**TASKS**:
1. In the excerpt on Cassandra batches, what value does the text give for batch_size_fail_threshold_in_kb?
2. Reproduce the stretch of the excerpt on Cassandra batches from "-- WRONG: No" through "Conditional Batches (LWT)".

Multi-Partition Batch (Use Carefully)

Statements target different partitions:

-- Acceptable: Denormalized tables that must stay consistent
BEGIN BATCH
    INSERT INTO users (user_id, email) VALUES (?, '[email protected]');
    INSERT INTO users_by_email (email, user_id) VALUES ('[email protected]', ?);
APPLY BATCH;

uml diagram

Costs:

  • Coordinator must contact multiple nodes
  • Batch log adds latency
  • Memory pressure on coordinator

Batch Anti-Patterns

Anti-Pattern 1: Batching for Performance

-- WRONG: Batching unrelated writes doesn't improve performance
BEGIN BATCH
    INSERT INTO users (user_id, name) VALUES (1, 'Alice');
    INSERT INTO users (user_id, name) VALUES (2, 'Bob');
    INSERT INTO users (user_id, name) VALUES (3, 'Charlie');
    -- ... 100 more unrelated inserts
APPLY BATCH;

Why it's slow:

  • Coordinator must track all mutations in memory
  • Single point of coordination
  • Larger network payload than parallel requests

Better approach:

// Parallel async inserts
List<CompletionStage<AsyncResultSet>> futures = new ArrayList<>();
for (User user : users) {
    futures.add(session.executeAsync(insertStmt.bind(user)));
}
CompletableFuture.allOf(futures.toArray()).join();

Anti-Pattern 2: Large Batches

-- WRONG: Batch too large
BEGIN BATCH
    -- 1000 INSERT statements
APPLY BATCH;

Problems:

  • Exceeds batch size thresholds
  • Coordinator memory exhaustion
  • Timeout likelihood increases

Thresholds (cassandra.yaml):

batch_size_warn_threshold_in_kb: 5
batch_size_fail_threshold_in_kb: 50

Anti-Pattern 3: Batching Different Tables Without Need

-- WRONG: No atomicity requirement
BEGIN BATCH
    INSERT INTO audit_log (id, action) VALUES (uuid(), 'user_created');
    INSERT INTO metrics (id, count) VALUES ('users', 1);
    INSERT INTO notifications (id, message) VALUES (uuid(), 'Welcome!');
APPLY BATCH;

Better approach:

Execute independently—if one fails, others can still succeed.


Conditional Batches (LWT)

**DATASET SECTION**:
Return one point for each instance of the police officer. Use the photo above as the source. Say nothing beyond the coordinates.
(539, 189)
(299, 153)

**THE RESULTS**:
1. 50

2.
-- WRONG: No atomicity requirement
BEGIN BATCH
    INSERT INTO audit_log (id, action) VALUES (uuid(), 'user_created');
    INSERT INTO metrics (id, count) VALUES ('users', 1);
    INSERT INTO notifications (id, message) VALUES (uuid(), 'Welcome!');
APPLY BATCH;

Better approach:

Execute independently—if one fails, others can still succeed.


Conditional Batches (LWT)